■ Supplied text ■
PII-099 - PHYSIOLOGICALLY BASED PHARMACOKINETIC MODEL TO ASSESS THE DRUG-DRUG-GENE INTERACTION POTENTIAL OF BELZUTIFAN IN COMBINATION WITH CYCLIN-DEPENDENT KINASE 4/6 INHIBITORS IN HEALTHY VOLUNTEERS.

D. Meiman, T. Shugg, T. Skaar, S. Quinney; Indiana University, Indianapolis, IN, USA.

Background: Belzutifan is a novel treatment for several von Hippel-Lindau-associated cancers and is being evaluated in clinical trials for the treatment of renal cell carcinoma in combination with the cyclin-dependent kinase 4/6 inhibitors abemaciclib and palbociclib. Belzutifan is metabolized via UGT2B17 and CYP2C19 and is a weak inducer of CYP3A4, with greater induction predicted in dual UGT2B17/CYP2C19 poor metabolizers (PMs). Our objective was to assess the drug-drug-gene interaction potential of belzutifan when co-administered with the CYP3A4 substrates abemaciclib and palbociclib in individuals with varying UGT2B17/CYP2C19 phenotypes.

Methods: Physiologically based pharmacokinetic (PBPK) models for belzutifan, abemaciclib, and palbociclib were constructed in Simcyp V21 and confirmed using data from FDA reviews and prior publications.[1-3] Virtual trials evaluating the AUC0-inf of single dose palbociclib (125 mg) or abemaciclib (200 mg) alone and following 7 days of belzutifan (120 mg once daily) were simulated in healthy volunteers with differing UGT2B17/CYP2C19 phenotypes.

Results: Compared to dual UGT2B17/CYP2C19 extensive metabolizers (EMs), belzutifan exposure increased approximately 4.4-fold in dual PMs. Belzutifan decreased the AUC0-inf of abemaciclib by 24.3% and 52.2% in dual EMs and dual PMs, respectively, with the relative potency-adjusted unbound AUC[2] decreasing by 17.3% and 40.7%. Similarly, belzutifan decreased the AUC0-inf of palbociclib by 13.2% and 36.8% in dual EMs and dual PMs, respectively.

■ Data provided ■
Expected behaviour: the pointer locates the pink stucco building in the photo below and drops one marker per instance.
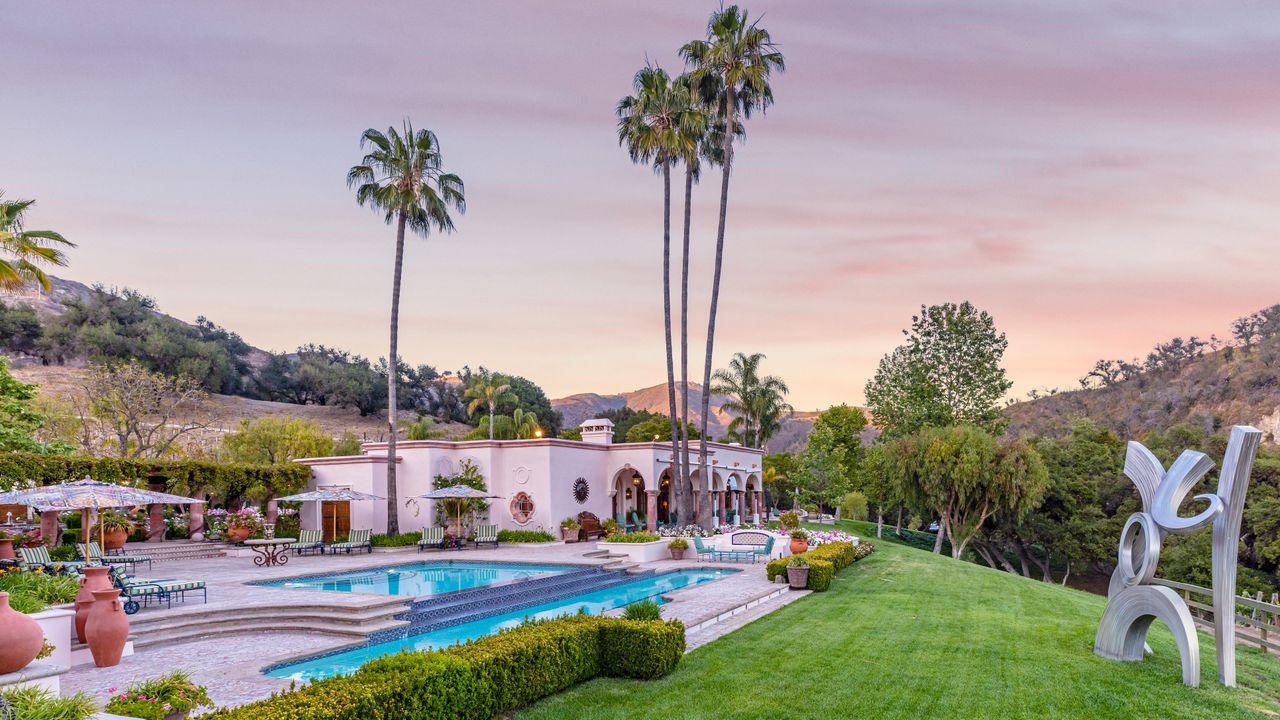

■ Required action ■
Transcribe the belzutifan abstract from "D. Meiman, T." to "varying UGT2B17/CYP2C19 phenotypes.".

■ Completed exercise ■
D. Meiman, T. Shugg, T. Skaar, S. Quinney; Indiana University, Indianapolis, IN, USA.

Background: Belzutifan is a novel treatment for several von Hippel-Lindau-associated cancers and is being evaluated in clinical trials for the treatment of renal cell carcinoma in combination with the cyclin-dependent kinase 4/6 inhibitors abemaciclib and palbociclib. Belzutifan is metabolized via UGT2B17 and CYP2C19 and is a weak inducer of CYP3A4, with greater induction predicted in dual UGT2B17/CYP2C19 poor metabolizers (PMs). Our objective was to assess the drug-drug-gene interaction potential of belzutifan when co-administered with the CYP3A4 substrates abemaciclib and palbociclib in individuals with varying UGT2B17/CYP2C19 phenotypes.